Excerpts from a pointing dataset:
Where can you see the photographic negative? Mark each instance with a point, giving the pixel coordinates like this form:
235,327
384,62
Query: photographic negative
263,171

- _Your objective_
Please transcribe all of the material above line for line, changing nothing.

- _Exercise output_
Where can you see the photographic negative? Mark each instance with a point, giving the pixel coordinates like this form:
235,327
384,62
Query: photographic negative
263,171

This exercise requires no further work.